The full set of entries has to be output exactly.

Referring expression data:

....................

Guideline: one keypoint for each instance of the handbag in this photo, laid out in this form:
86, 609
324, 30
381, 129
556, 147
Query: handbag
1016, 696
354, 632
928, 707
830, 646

....................

WRITTEN RESPONSE:
Guideline: one keypoint for each instance of the handbag in this photo, laid out in this form:
86, 609
324, 30
381, 129
556, 147
Query: handbag
1016, 696
354, 632
928, 707
830, 646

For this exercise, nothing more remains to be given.